_WRITTEN REQUEST_. Reproduce the entries from the line containing "Is there any ocean" through the end of the entries, both included, leaving each request unchanged. Scale every bounding-box coordinate in the answers by 2.6 and round to the nearest integer (halves up), but keep the sample coordinates in the format lines as they are.

_ROWS_.
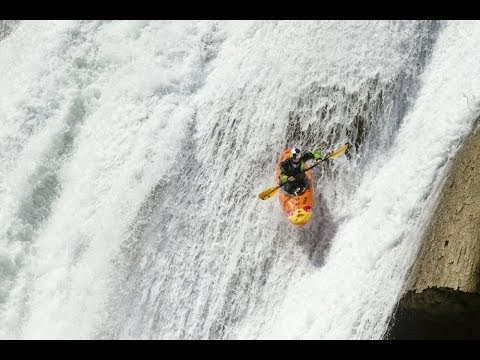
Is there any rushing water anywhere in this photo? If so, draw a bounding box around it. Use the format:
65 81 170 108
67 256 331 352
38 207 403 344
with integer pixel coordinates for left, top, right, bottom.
0 21 480 339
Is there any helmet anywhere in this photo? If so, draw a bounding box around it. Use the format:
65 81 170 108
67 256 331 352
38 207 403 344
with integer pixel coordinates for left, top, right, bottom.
291 146 302 160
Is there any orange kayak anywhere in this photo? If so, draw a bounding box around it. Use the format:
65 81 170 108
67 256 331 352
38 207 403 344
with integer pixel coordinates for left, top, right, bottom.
275 149 314 226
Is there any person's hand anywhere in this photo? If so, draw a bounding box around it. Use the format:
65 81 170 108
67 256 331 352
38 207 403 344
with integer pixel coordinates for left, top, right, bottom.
312 149 322 160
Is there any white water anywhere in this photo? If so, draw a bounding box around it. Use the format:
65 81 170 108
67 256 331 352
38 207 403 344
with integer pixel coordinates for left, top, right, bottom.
0 21 480 339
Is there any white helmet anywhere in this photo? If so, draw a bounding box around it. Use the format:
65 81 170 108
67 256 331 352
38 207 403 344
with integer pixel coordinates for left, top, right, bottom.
291 146 302 160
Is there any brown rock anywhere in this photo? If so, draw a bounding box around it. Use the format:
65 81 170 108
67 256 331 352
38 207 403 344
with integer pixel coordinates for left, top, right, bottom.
387 121 480 339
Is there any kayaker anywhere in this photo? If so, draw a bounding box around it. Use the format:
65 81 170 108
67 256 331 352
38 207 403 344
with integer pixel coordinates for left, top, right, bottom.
279 146 322 196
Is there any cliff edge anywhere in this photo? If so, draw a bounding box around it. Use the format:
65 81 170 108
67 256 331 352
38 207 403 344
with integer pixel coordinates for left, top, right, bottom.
386 120 480 339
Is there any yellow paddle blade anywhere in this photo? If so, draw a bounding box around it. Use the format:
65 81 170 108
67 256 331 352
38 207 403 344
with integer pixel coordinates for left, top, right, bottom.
258 185 280 200
327 144 348 159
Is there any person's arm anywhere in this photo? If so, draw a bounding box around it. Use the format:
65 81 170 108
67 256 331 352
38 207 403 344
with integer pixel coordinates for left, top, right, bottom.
278 163 291 184
302 149 322 161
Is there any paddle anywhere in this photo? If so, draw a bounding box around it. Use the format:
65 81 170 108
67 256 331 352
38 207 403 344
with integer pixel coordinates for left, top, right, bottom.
258 143 350 200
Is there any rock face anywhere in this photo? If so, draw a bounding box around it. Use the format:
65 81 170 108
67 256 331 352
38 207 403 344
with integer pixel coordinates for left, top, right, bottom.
387 121 480 339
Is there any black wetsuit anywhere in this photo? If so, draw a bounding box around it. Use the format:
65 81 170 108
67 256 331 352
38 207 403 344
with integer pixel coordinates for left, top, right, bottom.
280 152 315 195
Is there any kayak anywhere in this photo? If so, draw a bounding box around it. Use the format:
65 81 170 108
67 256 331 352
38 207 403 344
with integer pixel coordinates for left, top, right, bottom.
275 149 314 226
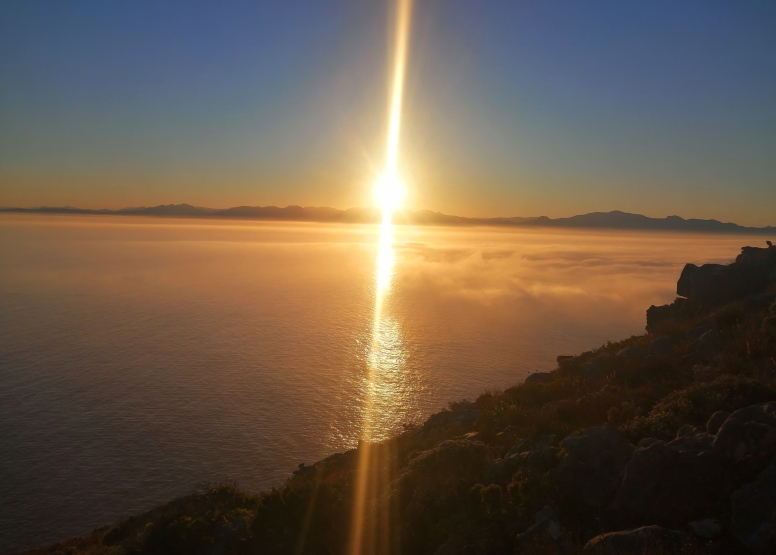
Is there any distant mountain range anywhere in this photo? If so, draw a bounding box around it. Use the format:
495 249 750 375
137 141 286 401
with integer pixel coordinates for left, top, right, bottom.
0 204 776 234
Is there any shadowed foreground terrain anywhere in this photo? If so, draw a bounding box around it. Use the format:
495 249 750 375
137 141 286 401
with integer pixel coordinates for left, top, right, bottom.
18 246 776 555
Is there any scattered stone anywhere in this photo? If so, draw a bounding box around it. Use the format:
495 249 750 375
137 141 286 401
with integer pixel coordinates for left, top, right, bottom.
482 435 560 484
714 403 776 462
294 463 315 476
611 426 734 525
549 424 635 507
697 330 719 349
692 364 717 382
617 345 647 359
687 326 711 341
706 410 730 435
676 424 695 439
743 293 776 308
647 298 687 333
687 518 722 540
647 335 674 357
636 437 665 449
582 526 692 555
525 372 552 383
730 454 776 553
516 506 563 546
763 316 776 337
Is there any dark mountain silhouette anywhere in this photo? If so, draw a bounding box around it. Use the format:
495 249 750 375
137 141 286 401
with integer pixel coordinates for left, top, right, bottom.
0 204 776 233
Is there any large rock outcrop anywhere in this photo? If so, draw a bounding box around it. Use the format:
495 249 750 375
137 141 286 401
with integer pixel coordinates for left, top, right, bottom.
676 245 776 305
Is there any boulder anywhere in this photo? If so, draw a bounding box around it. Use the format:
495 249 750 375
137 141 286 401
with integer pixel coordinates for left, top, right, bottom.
617 345 647 359
692 364 719 382
647 335 674 357
695 330 719 349
687 518 722 540
676 245 776 306
482 436 560 484
676 264 726 303
706 410 730 435
730 457 776 553
714 403 776 462
515 506 564 548
525 372 552 383
687 326 711 341
763 316 776 337
550 424 635 508
582 526 692 555
646 298 687 333
611 426 734 525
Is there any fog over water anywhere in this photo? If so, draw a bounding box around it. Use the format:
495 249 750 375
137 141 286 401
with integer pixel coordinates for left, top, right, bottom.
0 215 762 551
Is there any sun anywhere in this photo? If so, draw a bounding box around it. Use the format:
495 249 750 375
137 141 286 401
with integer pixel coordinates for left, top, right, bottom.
374 172 407 214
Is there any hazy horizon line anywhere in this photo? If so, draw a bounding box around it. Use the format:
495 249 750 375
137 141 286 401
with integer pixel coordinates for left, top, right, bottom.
0 203 776 233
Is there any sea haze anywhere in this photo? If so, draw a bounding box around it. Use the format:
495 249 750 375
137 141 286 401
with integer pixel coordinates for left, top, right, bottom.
0 214 762 551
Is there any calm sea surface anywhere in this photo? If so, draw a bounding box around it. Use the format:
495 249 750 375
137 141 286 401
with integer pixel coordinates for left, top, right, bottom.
0 215 762 552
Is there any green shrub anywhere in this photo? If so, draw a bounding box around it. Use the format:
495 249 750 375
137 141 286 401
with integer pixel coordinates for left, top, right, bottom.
621 376 776 442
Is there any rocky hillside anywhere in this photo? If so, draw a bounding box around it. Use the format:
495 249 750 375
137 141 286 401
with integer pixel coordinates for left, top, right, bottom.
18 244 776 555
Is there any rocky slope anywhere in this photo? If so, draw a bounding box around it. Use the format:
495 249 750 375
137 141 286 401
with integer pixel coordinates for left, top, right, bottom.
16 245 776 555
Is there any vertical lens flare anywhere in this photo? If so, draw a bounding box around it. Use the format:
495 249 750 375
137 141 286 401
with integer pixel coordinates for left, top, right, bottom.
375 0 412 221
349 0 412 555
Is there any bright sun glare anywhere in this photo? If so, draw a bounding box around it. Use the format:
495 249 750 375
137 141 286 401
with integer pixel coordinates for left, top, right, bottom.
374 172 407 214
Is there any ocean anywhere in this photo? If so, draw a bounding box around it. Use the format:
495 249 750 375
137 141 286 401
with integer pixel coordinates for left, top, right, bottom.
0 214 762 552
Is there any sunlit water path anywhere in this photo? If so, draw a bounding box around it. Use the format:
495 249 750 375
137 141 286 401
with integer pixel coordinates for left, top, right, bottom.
0 215 762 550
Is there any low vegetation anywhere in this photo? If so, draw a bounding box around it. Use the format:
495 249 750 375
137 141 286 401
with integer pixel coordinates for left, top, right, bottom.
18 244 776 555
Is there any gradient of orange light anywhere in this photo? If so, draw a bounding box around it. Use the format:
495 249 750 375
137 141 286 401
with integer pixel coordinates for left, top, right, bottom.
349 0 412 555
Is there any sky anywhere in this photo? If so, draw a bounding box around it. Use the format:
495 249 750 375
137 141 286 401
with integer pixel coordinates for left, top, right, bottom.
0 0 776 225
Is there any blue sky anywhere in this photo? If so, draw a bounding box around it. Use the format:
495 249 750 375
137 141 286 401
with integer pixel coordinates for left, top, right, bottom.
0 0 776 225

_TASK RESPONSE_.
Is there any ocean anywhere in this photo? If so, draw a bounding box around it. Use the format:
495 249 750 375
137 141 286 401
with integer pixel coordinates for left, top, right, bottom.
0 556 1981 1435
Is there any sunlit water path anywhere in this photo? If so, draw a bounding box around it. Use the format:
495 249 750 375
137 141 286 401
with integer pixel coordinates for left, top, right, bottom.
0 559 1981 1430
Is there any low vegetation anywhere in this photo? If so, draw a bounding box around it. Use the format:
495 249 750 375
137 141 286 401
with integer pixel coordinates for left, top, right, bottom.
47 634 2018 1443
Is there any gradient of orange light anywhere in this photo? If so, draw a bounding box around it. Use the format:
495 249 750 375
137 141 286 401
with integer pixel coordinates for left, top, right, bottom.
907 0 1071 1443
Is there any sky anywhere in this photo? If so, draw a bounding box around it. Use the format:
495 249 750 375
137 141 286 401
with integer pixel coordinates for left, top, right, bottom.
0 0 2018 585
Is there any blue sky anywhere in this photo? If so, draw a bounding box around it. Use the format:
495 249 750 375
137 141 286 401
with integer pixel coordinates for left, top, right, bottom.
0 0 2018 585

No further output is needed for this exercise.